WRITTEN PROBLEM :: The data below needs to be returned exactly, line for line.

(Data records)

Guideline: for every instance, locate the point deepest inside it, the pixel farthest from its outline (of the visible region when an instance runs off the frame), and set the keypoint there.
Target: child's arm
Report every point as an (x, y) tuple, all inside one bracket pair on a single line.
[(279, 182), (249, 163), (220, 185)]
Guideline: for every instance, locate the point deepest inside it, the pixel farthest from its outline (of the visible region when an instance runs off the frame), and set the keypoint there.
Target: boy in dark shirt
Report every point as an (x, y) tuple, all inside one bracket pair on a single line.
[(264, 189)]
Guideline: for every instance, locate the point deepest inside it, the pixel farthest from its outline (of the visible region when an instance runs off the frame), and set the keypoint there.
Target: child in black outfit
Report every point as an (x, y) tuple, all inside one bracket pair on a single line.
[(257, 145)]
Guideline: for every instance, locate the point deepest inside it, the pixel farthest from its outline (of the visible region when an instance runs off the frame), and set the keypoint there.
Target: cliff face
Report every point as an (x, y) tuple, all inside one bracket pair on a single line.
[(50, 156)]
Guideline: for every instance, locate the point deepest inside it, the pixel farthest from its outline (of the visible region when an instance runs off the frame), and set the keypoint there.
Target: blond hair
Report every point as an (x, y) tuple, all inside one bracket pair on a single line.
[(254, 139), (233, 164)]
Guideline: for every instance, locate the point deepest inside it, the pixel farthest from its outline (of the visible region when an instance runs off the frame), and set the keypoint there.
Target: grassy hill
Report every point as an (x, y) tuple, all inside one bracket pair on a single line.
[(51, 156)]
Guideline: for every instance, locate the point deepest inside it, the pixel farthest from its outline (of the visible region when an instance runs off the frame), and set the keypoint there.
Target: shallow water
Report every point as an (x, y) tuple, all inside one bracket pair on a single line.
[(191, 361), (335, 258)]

OUTPUT BELOW ::
Guideline: for every instance, locate the point deepest inside it, the pixel farthest from its outline (of the visible region when an instance runs off the frame), and set the keypoint there.
Target: child's arm
Report every point as an (x, y) tuple, all inside one bracket pair on a single line.
[(279, 182), (249, 163), (220, 185)]
Guideline: for every instance, locate the point deepest inside it, the pixel farthest from its outline (of the visible region when an instance runs off the frame), and set the keypoint there.
Target: boy in dark shirt
Report every point as an (x, y) tuple, all inside one bracket pair on a single line.
[(264, 189)]
Guideline: for every instance, locate the point deepest inside it, the pixel farthest from its outline (of the visible region when an instance runs off the frame), and set the keypoint there.
Target: child in black outfit
Report every point as an (x, y) tuple, all inside one bracket pair on a single line.
[(257, 145)]
Guideline: for every instance, locate the point deepest inside it, the pixel farthest from its outline (of the visible region when an instance runs off the frame), and set the keypoint there.
Target: cliff face
Report every point as an (x, y) tuple, all inside one bracket pair on a single line.
[(50, 156)]
Guideline: for every instance, locate the point deepest inside it, the pixel farthest from its outline (of the visible region when an instance runs off the frame), and set the keypoint there.
Target: blond hair
Report every point as an (x, y) tuple, all inside one bracket pair on a single line.
[(254, 139), (233, 164)]
Guideline: for every instance, locate the point deepest inside it, the pixel farthest from its outline (of the visible region when an instance runs off the frame), and set the keypoint there.
Target: grassy hill
Report every point as an (x, y) tuple, all inside one bracket pair on a single line.
[(51, 156)]
Guideline: for every instance, locate the point deepest inside it, the pixel farthest from its outline (of the visible region when an instance runs off the frame), and set the keypoint there.
Target: shallow water
Report every point as an (x, y) tuple, all inside one bracket pair on a single line.
[(191, 361), (335, 258)]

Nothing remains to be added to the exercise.